##### INFORMATION

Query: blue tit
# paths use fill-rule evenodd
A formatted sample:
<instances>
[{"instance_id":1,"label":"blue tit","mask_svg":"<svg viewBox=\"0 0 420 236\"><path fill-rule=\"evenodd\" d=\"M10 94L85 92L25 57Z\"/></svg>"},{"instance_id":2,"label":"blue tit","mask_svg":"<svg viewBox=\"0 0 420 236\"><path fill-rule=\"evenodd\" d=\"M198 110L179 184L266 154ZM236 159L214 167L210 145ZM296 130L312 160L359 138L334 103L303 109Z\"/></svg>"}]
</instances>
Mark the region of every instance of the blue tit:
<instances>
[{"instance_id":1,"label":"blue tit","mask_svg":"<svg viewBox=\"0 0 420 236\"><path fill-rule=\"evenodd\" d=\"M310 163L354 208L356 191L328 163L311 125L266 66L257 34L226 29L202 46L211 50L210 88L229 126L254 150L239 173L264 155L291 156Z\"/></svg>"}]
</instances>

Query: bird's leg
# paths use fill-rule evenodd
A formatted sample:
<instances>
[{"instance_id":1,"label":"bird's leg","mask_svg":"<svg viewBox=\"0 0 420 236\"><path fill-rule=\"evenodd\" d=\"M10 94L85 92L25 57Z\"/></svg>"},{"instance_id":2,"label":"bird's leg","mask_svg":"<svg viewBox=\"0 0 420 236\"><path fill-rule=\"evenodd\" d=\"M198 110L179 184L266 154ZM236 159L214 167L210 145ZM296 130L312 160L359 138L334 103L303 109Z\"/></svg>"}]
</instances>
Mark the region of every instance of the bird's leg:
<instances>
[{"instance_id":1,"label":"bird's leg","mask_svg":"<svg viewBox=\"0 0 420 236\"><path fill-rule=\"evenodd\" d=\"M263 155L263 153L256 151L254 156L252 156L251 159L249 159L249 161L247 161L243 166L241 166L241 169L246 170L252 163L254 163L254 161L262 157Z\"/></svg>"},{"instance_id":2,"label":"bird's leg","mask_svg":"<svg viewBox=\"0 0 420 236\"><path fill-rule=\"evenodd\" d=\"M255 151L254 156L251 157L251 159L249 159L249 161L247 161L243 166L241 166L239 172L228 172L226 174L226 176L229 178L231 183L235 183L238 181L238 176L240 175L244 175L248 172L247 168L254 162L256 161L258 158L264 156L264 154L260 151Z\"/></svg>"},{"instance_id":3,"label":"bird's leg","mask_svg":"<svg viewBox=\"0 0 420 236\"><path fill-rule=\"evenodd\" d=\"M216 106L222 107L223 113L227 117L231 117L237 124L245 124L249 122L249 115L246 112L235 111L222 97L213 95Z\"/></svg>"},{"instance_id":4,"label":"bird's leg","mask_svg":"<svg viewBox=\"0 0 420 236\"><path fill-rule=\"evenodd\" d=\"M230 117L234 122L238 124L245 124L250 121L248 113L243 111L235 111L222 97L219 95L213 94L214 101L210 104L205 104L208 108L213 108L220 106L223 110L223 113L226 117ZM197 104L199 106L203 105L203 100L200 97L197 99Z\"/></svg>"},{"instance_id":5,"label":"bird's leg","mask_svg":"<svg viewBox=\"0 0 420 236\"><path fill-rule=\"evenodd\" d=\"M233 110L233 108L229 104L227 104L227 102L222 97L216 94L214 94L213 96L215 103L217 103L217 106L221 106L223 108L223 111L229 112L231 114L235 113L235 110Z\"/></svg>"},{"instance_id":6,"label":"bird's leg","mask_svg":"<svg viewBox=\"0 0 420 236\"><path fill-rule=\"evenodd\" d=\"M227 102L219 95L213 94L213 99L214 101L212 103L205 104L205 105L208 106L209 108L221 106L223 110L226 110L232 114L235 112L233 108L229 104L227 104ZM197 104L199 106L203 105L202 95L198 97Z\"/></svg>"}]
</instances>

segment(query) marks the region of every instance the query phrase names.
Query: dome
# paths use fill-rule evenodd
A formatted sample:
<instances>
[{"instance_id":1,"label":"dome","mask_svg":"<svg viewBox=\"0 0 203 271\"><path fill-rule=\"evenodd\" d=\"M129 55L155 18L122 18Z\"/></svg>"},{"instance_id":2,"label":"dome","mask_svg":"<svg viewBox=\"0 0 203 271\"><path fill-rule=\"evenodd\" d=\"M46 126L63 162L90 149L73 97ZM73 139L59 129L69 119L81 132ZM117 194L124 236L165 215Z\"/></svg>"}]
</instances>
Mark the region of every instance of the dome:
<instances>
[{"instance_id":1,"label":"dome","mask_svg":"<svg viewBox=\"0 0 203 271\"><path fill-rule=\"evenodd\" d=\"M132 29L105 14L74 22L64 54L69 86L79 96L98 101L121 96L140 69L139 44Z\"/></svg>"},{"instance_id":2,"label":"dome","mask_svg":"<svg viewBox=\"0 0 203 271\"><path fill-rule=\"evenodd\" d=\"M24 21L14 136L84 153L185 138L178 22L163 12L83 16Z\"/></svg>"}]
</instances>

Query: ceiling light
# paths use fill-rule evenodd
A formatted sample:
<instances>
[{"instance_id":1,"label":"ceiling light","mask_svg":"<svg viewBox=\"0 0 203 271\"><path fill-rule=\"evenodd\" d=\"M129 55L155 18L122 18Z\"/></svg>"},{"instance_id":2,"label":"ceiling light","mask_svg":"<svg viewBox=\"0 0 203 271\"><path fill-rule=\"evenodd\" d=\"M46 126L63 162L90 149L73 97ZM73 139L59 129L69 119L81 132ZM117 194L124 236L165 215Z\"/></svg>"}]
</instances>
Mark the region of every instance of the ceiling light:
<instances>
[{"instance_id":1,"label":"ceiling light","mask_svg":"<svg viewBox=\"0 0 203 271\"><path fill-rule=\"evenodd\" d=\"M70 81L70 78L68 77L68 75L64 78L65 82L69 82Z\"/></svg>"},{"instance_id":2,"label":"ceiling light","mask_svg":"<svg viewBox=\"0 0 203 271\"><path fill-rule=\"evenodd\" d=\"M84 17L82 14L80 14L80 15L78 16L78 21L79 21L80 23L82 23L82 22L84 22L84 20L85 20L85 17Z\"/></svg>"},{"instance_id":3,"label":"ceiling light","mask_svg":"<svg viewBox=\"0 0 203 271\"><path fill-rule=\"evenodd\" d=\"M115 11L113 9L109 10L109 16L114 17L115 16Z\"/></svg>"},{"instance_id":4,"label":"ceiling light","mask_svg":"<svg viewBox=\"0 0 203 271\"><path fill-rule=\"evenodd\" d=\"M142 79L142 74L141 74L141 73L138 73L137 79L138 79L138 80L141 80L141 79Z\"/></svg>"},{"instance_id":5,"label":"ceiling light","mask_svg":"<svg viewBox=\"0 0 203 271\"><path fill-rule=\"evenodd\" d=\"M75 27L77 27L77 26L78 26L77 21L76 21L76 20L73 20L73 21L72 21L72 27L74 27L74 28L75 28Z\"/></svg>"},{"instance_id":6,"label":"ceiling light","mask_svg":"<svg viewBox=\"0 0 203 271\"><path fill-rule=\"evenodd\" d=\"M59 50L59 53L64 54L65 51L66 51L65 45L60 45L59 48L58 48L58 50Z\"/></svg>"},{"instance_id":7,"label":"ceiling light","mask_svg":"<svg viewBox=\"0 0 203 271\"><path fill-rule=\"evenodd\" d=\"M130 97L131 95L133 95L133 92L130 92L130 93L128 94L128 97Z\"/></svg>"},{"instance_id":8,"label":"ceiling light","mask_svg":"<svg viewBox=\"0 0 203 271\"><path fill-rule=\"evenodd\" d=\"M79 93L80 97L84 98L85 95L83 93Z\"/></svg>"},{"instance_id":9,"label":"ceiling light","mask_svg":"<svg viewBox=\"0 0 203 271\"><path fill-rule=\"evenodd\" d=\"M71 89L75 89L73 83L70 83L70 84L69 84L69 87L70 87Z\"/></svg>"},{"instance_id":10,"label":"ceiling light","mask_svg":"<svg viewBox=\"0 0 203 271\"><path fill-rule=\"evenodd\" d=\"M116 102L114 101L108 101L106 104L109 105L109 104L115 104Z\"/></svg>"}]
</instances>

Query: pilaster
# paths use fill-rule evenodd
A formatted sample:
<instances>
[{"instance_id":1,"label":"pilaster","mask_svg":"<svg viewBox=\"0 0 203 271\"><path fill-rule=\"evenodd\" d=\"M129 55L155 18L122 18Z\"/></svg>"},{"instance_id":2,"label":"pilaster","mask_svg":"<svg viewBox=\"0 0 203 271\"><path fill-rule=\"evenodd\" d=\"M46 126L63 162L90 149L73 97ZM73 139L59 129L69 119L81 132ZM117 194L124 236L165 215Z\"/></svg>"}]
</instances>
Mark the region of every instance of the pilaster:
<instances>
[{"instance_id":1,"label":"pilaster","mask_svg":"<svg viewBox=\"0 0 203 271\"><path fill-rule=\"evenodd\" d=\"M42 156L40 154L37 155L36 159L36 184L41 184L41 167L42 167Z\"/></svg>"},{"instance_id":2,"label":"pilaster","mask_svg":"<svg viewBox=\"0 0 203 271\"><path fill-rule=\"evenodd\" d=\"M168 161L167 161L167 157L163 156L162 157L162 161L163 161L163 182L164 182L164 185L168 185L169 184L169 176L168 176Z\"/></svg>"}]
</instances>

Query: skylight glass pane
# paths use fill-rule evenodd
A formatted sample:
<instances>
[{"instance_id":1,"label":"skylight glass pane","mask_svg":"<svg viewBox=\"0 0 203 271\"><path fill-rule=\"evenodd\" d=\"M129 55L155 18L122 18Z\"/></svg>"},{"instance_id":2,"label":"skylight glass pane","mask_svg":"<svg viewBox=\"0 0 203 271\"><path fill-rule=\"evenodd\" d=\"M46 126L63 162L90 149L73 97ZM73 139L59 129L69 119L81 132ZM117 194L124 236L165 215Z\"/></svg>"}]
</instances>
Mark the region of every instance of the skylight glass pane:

##########

> **EXERCISE DETAILS**
Check every line of the data, and copy the ones that contain "pane".

> **OUTPUT BELOW**
Query: skylight glass pane
[{"instance_id":1,"label":"skylight glass pane","mask_svg":"<svg viewBox=\"0 0 203 271\"><path fill-rule=\"evenodd\" d=\"M129 55L155 18L122 18Z\"/></svg>"},{"instance_id":2,"label":"skylight glass pane","mask_svg":"<svg viewBox=\"0 0 203 271\"><path fill-rule=\"evenodd\" d=\"M46 126L63 162L90 149L73 97ZM73 139L59 129L69 119L81 132ZM117 194L124 236L165 215Z\"/></svg>"}]
Mark the region of every instance of the skylight glass pane:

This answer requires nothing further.